Problem:
All the entries below should be reproduced exactly.
- Opening Delimiter -
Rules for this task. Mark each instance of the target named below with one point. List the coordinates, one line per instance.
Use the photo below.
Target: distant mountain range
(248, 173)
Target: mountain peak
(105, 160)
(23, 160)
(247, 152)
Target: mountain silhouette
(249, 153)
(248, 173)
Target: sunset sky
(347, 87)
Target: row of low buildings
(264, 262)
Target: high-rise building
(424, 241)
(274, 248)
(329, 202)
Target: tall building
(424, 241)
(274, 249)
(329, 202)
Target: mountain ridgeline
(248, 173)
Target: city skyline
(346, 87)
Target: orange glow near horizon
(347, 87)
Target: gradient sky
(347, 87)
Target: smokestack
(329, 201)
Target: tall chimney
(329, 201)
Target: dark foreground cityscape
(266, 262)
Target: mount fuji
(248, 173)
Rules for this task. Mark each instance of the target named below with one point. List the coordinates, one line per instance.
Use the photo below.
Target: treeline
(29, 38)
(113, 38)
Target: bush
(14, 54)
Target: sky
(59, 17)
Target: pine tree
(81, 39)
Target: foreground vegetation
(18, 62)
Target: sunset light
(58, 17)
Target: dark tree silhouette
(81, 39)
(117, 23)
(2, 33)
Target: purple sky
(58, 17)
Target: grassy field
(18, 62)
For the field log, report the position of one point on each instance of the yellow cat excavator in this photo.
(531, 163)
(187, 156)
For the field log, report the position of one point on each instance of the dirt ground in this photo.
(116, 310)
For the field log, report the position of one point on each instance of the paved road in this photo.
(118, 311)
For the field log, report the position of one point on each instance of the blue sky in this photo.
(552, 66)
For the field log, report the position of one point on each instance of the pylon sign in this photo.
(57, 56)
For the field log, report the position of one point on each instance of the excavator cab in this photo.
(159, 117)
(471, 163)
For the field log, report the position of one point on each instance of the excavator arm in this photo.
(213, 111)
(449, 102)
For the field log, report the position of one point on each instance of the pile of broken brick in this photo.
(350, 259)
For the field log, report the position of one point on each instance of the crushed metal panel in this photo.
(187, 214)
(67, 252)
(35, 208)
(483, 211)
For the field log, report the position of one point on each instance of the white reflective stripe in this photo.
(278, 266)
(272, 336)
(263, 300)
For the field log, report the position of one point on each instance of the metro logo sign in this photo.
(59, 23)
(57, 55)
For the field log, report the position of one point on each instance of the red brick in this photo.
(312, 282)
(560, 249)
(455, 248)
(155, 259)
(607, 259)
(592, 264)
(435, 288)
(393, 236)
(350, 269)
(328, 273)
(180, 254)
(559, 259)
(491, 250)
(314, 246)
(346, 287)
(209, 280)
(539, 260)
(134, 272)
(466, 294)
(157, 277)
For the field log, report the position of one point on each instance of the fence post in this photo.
- Closing Delimiter -
Task answer:
Rules for this task. Mark each instance of the target named below with one point. List the coordinates, one line per instance.
Use the photo below.
Target: distant mountain range
(248, 173)
Target: mountain peak
(105, 160)
(23, 160)
(247, 152)
Target: mountain silhouette
(249, 153)
(248, 173)
Target: sunset sky
(347, 87)
Target: row of low buildings
(264, 262)
Target: high-rise building
(424, 241)
(274, 248)
(329, 202)
Target: tall building
(424, 241)
(274, 249)
(329, 202)
Target: mountain ridgeline
(248, 173)
Target: city skyline
(346, 87)
Target: orange glow near horizon
(347, 87)
Target: gradient sky
(347, 87)
Target: smokestack
(329, 201)
Target: tall chimney
(329, 201)
Target: dark foreground cityscape
(266, 262)
Target: mount fuji
(248, 173)
Rules for this task. Mark each instance of the target named below with one point. List the coordinates, one line per instance.
Use the photo below.
Target: treeline
(29, 38)
(113, 38)
Target: bush
(14, 54)
Target: sky
(59, 17)
Target: pine tree
(81, 39)
Target: foreground vegetation
(18, 62)
Target: sunset light
(58, 17)
Target: dark tree silhouette
(81, 39)
(117, 23)
(2, 33)
Target: purple sky
(58, 17)
Target: grassy field
(18, 62)
For the field log, report the position of one point on each instance of the yellow cat excavator in this photo.
(531, 163)
(187, 156)
For the field log, report the position of one point on each instance of the dirt ground in this photo.
(116, 310)
For the field log, report the position of one point on each instance of the paved road in this photo.
(118, 311)
For the field log, report the position of one point on each instance of the blue sky in this photo.
(552, 66)
For the field log, report the position of one point on each instance of the pylon sign in this photo.
(57, 56)
For the field log, report the position of one point on each instance of the excavator cab in this photo.
(159, 117)
(471, 163)
For the field log, report the position of one point on each instance of the excavator arm in this photo.
(213, 111)
(449, 102)
For the field log, report the position of one point on each instance of the pile of broken brick in this photo.
(350, 259)
For the field log, report the position of one point on each instance of the crushed metal panel in this photo.
(187, 214)
(67, 252)
(35, 208)
(483, 211)
For the field log, report the position of one point on each instance of the white reflective stripe in this photo.
(278, 266)
(272, 336)
(263, 300)
For the field log, report the position of one point on each instance of the metro logo sign in this photo.
(59, 23)
(57, 55)
For the field log, report the position of one point on each instance of the red brick in this photo.
(312, 282)
(560, 249)
(455, 248)
(155, 259)
(607, 259)
(592, 264)
(435, 288)
(393, 236)
(350, 269)
(328, 273)
(180, 254)
(559, 259)
(491, 250)
(314, 246)
(346, 287)
(209, 280)
(539, 260)
(134, 272)
(466, 294)
(157, 277)
For the field log, report the position of one point on each instance of the fence post in this photo.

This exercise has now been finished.